(Short task a) According to the text on cycling in Syracuse, New York, what years are given for the Olive Wheel Company?

Cycling in Syracuse, New York, has been common on the roads and paths for recreation, commuting, and as a sport since the latter part of the 19th century.

Syracuse had no fewer than 19 local bicycle manufacturers including Barnes Cycle Company (1895–1899), Central City Bicycle Works (1898), Dodge Cycle Company (1896), E. C. Stearns Bicycle Agency (1893–1899), Emory, Empire Cycle Company (1896–1898), Frazier & Jones Company (1898), Frontenace Manufacturing Company (1896), H. R. Olmsted & Company (1896–1898), J. C. Brown & Company (1904), J. W. Gould (1898), Lighton Machine Company (1895–1896),  Olive Wheel Company (1897–1901), Ruben Woods, Syracuse Cycle Company (1894–1898), Syracuse Specialty Manufacturing Company (1896), makers of the Frontenac, Tourist Bicycle Company (1896–1898), Wooden Hickory Frame Cycle Works (1893–1898) and Worden Frame Hickory Bicycle Works.

(Short task b) Show every line of the records that contains the string "cliff".

(The data)

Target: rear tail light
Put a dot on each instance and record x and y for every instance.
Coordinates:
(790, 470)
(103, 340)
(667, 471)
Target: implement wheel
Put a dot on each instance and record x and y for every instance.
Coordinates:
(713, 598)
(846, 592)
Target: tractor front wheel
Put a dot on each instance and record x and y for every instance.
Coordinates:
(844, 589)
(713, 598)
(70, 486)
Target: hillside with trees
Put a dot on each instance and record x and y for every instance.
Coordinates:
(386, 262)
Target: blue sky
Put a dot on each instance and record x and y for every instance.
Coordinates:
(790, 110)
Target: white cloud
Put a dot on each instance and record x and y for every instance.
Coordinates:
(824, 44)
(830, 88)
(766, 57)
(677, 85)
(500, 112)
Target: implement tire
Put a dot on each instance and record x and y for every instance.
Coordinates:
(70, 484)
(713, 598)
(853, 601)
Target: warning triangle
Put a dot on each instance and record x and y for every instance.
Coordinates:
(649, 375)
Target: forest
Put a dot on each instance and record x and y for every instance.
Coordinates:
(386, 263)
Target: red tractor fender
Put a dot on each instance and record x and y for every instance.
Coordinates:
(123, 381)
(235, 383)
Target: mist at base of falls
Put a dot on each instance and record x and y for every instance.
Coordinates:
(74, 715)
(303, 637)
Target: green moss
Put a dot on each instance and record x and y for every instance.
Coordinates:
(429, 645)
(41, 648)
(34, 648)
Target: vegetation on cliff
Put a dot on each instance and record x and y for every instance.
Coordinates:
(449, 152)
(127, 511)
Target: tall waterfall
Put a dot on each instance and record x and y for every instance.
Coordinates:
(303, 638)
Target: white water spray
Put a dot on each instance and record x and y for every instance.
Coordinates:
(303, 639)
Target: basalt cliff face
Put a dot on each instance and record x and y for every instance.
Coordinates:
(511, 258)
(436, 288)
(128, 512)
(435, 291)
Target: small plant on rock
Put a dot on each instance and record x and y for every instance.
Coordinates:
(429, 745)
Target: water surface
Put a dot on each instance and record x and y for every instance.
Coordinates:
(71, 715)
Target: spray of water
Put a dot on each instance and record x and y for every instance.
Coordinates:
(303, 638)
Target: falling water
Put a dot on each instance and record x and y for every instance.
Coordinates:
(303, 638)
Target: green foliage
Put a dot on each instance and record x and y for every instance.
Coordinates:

(Full solution a) 1897–1901

(Full solution b)
Target: vegetation on cliff
Target: basalt cliff face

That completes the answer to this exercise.